→ **THE PROBLEM**
Quote the lines below, starting with the first one and going on through the line with "x=284, y=94", both included. Leave the pictures out of your answer.

## START RECORDS PROVIDED

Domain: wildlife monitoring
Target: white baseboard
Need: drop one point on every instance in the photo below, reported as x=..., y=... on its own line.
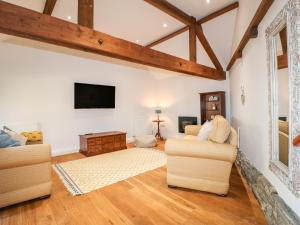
x=59, y=152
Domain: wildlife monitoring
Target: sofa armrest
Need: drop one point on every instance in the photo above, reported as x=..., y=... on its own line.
x=201, y=149
x=192, y=130
x=24, y=155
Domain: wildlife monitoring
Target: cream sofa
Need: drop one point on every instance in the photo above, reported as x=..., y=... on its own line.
x=200, y=165
x=25, y=173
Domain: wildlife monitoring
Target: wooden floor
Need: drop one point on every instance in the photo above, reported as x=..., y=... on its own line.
x=141, y=200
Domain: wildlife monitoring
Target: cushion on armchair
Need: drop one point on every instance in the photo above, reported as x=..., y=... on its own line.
x=220, y=131
x=7, y=141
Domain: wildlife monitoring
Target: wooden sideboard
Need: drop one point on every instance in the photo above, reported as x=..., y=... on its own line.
x=99, y=143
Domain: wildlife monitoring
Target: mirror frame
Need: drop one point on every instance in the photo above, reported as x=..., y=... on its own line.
x=289, y=16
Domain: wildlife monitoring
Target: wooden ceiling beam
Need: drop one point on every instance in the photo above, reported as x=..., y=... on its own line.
x=171, y=10
x=193, y=42
x=201, y=21
x=218, y=13
x=252, y=28
x=207, y=47
x=49, y=6
x=283, y=40
x=86, y=13
x=169, y=36
x=26, y=23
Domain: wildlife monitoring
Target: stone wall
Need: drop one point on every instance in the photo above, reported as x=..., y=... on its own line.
x=274, y=208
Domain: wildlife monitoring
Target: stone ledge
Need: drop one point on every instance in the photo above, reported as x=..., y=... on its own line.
x=273, y=206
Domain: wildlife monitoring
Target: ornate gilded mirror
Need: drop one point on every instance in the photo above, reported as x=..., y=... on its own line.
x=284, y=94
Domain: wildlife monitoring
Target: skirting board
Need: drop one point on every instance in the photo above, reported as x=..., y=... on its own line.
x=273, y=206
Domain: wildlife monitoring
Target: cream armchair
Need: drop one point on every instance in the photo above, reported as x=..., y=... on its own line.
x=200, y=165
x=25, y=173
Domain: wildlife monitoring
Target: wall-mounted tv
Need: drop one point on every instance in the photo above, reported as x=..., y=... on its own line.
x=88, y=96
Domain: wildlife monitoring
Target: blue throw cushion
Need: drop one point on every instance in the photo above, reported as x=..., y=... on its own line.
x=7, y=141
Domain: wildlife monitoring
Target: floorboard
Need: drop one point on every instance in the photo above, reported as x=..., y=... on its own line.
x=141, y=200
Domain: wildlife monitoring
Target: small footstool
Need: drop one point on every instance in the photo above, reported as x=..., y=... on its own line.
x=145, y=141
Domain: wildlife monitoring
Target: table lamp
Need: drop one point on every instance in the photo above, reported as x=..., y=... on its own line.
x=158, y=111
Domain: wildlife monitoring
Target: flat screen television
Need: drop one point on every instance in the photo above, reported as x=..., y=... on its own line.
x=88, y=96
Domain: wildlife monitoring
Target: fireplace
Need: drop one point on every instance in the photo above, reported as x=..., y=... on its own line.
x=184, y=121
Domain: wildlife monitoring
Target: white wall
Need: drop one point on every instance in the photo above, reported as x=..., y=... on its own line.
x=251, y=72
x=36, y=84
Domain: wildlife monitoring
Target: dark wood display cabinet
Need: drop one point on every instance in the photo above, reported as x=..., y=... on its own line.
x=212, y=104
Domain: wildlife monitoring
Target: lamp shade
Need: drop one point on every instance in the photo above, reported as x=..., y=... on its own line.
x=158, y=111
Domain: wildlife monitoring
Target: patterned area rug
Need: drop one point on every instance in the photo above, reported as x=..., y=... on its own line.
x=88, y=174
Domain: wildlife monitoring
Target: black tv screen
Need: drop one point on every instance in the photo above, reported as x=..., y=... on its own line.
x=89, y=96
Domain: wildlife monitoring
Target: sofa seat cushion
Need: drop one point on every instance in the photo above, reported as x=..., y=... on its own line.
x=190, y=137
x=220, y=131
x=201, y=149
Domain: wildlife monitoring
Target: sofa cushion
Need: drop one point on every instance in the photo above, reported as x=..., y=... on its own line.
x=233, y=138
x=220, y=131
x=7, y=141
x=192, y=129
x=201, y=149
x=33, y=135
x=190, y=137
x=283, y=126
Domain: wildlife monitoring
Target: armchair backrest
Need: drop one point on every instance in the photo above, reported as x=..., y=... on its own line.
x=194, y=130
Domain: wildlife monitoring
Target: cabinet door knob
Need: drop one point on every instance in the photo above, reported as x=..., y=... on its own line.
x=296, y=141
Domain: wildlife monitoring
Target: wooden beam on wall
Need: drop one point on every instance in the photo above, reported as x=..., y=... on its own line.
x=49, y=6
x=193, y=42
x=86, y=13
x=259, y=15
x=203, y=20
x=18, y=21
x=207, y=47
x=171, y=10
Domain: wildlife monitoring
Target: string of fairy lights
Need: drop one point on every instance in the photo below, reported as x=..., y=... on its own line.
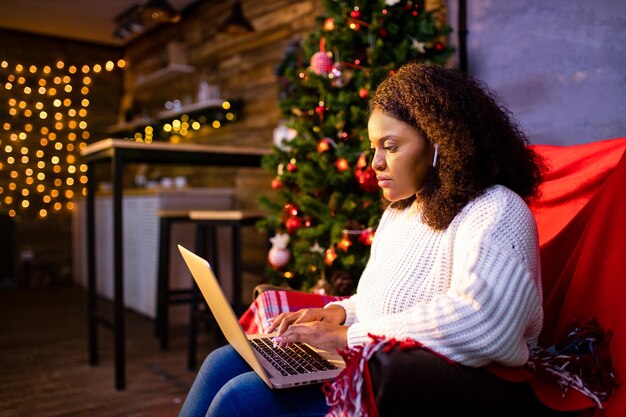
x=43, y=130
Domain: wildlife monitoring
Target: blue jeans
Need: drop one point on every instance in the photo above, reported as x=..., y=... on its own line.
x=227, y=386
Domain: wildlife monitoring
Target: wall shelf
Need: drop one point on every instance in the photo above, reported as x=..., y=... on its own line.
x=164, y=74
x=207, y=106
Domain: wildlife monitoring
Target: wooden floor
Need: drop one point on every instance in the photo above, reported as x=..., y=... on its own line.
x=43, y=360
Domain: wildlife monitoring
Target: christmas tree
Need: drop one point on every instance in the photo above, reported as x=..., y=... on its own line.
x=327, y=203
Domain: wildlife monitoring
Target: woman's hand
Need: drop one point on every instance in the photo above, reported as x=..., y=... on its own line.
x=332, y=314
x=319, y=327
x=322, y=335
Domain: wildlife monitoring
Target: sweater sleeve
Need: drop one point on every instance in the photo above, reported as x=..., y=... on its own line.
x=490, y=311
x=349, y=305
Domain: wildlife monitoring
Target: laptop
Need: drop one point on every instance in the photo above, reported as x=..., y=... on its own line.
x=298, y=364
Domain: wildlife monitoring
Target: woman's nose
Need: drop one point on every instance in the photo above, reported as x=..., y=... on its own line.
x=378, y=162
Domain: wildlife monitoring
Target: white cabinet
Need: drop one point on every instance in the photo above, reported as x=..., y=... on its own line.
x=141, y=238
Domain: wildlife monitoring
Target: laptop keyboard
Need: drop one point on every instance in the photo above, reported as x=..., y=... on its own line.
x=295, y=359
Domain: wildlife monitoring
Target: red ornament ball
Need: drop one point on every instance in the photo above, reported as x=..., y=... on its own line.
x=278, y=257
x=290, y=210
x=321, y=63
x=366, y=237
x=276, y=184
x=292, y=224
x=356, y=14
x=342, y=164
x=329, y=24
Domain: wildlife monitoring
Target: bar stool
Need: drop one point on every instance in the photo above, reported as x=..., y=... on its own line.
x=207, y=222
x=165, y=295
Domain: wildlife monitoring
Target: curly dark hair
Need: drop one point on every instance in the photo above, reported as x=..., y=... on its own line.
x=479, y=142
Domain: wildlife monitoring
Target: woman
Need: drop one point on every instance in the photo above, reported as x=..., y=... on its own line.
x=454, y=264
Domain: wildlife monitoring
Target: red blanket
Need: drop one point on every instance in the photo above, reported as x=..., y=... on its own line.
x=581, y=218
x=582, y=233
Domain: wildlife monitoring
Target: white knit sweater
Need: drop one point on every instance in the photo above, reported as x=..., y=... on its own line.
x=471, y=292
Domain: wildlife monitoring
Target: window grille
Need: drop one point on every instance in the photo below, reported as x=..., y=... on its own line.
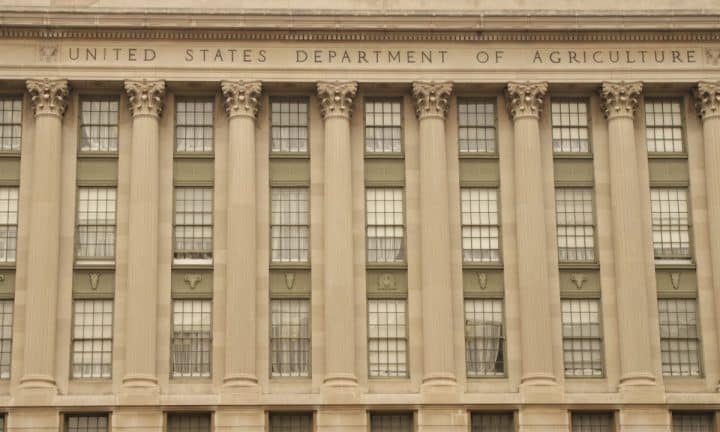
x=385, y=225
x=387, y=338
x=99, y=126
x=570, y=127
x=194, y=126
x=289, y=130
x=476, y=127
x=8, y=224
x=92, y=339
x=679, y=337
x=193, y=225
x=582, y=337
x=671, y=223
x=575, y=224
x=96, y=223
x=290, y=337
x=484, y=337
x=290, y=225
x=480, y=225
x=663, y=126
x=10, y=124
x=191, y=338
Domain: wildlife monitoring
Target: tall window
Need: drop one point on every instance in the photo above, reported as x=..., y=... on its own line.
x=193, y=225
x=385, y=225
x=92, y=339
x=290, y=225
x=476, y=126
x=194, y=126
x=8, y=224
x=480, y=225
x=290, y=337
x=575, y=224
x=484, y=337
x=10, y=124
x=6, y=321
x=99, y=125
x=570, y=127
x=86, y=423
x=671, y=224
x=582, y=337
x=387, y=338
x=383, y=126
x=96, y=223
x=492, y=422
x=679, y=337
x=191, y=338
x=289, y=130
x=663, y=126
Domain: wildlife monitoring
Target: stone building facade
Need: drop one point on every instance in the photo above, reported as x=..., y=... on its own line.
x=471, y=216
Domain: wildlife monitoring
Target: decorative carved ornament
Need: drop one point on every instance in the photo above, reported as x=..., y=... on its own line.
x=525, y=98
x=49, y=96
x=146, y=97
x=431, y=98
x=707, y=99
x=241, y=97
x=336, y=98
x=620, y=98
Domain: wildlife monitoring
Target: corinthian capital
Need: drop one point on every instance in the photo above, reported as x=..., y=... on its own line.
x=525, y=98
x=336, y=98
x=431, y=98
x=49, y=96
x=146, y=97
x=620, y=98
x=707, y=99
x=242, y=98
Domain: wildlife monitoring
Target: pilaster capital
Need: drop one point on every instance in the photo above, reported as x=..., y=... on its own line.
x=336, y=98
x=525, y=99
x=707, y=99
x=242, y=98
x=431, y=98
x=49, y=96
x=146, y=97
x=620, y=99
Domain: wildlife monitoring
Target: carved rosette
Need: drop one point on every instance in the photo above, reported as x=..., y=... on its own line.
x=49, y=96
x=146, y=97
x=336, y=98
x=707, y=99
x=620, y=98
x=431, y=98
x=242, y=98
x=525, y=99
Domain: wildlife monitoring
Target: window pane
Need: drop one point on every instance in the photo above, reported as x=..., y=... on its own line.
x=484, y=338
x=92, y=339
x=191, y=338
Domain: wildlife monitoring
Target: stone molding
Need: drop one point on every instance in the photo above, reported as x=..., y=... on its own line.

## END RECORDS PROVIDED

→ **RESPONSE TO THIS EXERCISE**
Domain: wildlife monitoring
Target: white baseboard
Need: drop one point on every instance in the photo below, reported as x=..., y=... on its own line.
x=59, y=152
Domain: wildlife monitoring
Target: sofa armrest
Need: drop one point on every instance in the photo above, reported as x=..., y=... on its own line.
x=201, y=149
x=192, y=130
x=24, y=155
Domain: wildlife monitoring
Target: cream sofa
Need: drop one point on every instance in the photo above, reported as x=..., y=... on its own line.
x=200, y=165
x=25, y=173
Domain: wildlife monitoring
Target: wooden floor
Need: drop one point on every instance in the photo above, reported as x=..., y=... on its own line.
x=141, y=200
Domain: wildlife monitoring
Target: cushion on armchair
Need: drop one point on every instance in the photo above, reported as x=..., y=... on its own line.
x=220, y=131
x=7, y=141
Domain: wildlife monitoring
Target: wooden sideboard
Need: drop one point on every instance in the photo above, reported as x=..., y=... on its own line.
x=99, y=143
Domain: wildlife monitoring
Target: mirror frame
Need: drop one point on every instance in the photo above, reported as x=..., y=... on its own line.
x=289, y=16
Domain: wildlife monitoring
Target: wooden ceiling beam
Need: drop one point on every instance in the photo above, reported as x=..., y=... on its own line.
x=171, y=10
x=193, y=42
x=201, y=21
x=218, y=13
x=252, y=28
x=207, y=47
x=49, y=6
x=283, y=40
x=86, y=13
x=169, y=36
x=26, y=23
Domain: wildlife monitoring
Target: stone wall
Need: drop one point on every instance in the photo above, reported as x=..., y=... on its own line.
x=274, y=208
Domain: wildlife monitoring
Target: stone ledge
Need: drop one point on every instance in the photo above, reported as x=..., y=... on its own line.
x=273, y=206
Domain: wildlife monitoring
Target: ornate gilded mirror
Need: drop one point on every instance in the photo above, reported as x=..., y=... on its own line.
x=284, y=94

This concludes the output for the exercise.